Requirements =>
Swap "mask" for "shape" everywhere it occurs in the entries below and write them out again with everything else unchanged. Leave the pictures out.

Begin Material shown

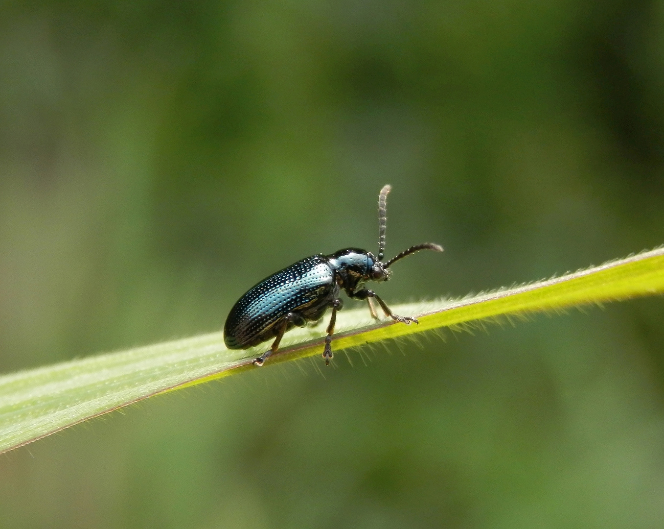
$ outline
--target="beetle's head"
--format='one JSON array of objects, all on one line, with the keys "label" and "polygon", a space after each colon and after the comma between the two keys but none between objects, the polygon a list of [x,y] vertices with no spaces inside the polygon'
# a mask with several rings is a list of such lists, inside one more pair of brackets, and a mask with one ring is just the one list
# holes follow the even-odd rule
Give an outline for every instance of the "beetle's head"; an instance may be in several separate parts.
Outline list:
[{"label": "beetle's head", "polygon": [[390,270],[371,252],[359,248],[345,248],[328,256],[344,288],[355,288],[367,281],[386,281]]},{"label": "beetle's head", "polygon": [[376,260],[371,252],[367,252],[367,257],[369,259],[368,264],[370,266],[367,270],[367,281],[380,282],[380,281],[386,281],[392,277],[392,270],[388,268],[386,268],[384,263]]}]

End Material shown

Complete response =>
$ outline
--target="beetle's head"
--format='one JSON array of objects, all on one line, with the keys "label" and "polygon", a space after each colon and after the comma between the two keys but none between objects, the polygon a list of [x,y] vertices with no spaces inside the polygon'
# a shape with several rings is a list of such lists, inside one more pair of brackets, and a shape with one ring is just the one list
# holes follow the even-odd rule
Give an outline for every instance of the "beetle's head"; an instance may be in several separate parts.
Outline list:
[{"label": "beetle's head", "polygon": [[390,270],[371,252],[359,248],[345,248],[328,256],[344,288],[355,288],[367,281],[386,281]]},{"label": "beetle's head", "polygon": [[376,260],[371,252],[367,252],[367,257],[369,259],[368,264],[370,266],[367,270],[367,281],[380,282],[380,281],[386,281],[392,277],[392,270],[388,268],[386,268],[384,263]]}]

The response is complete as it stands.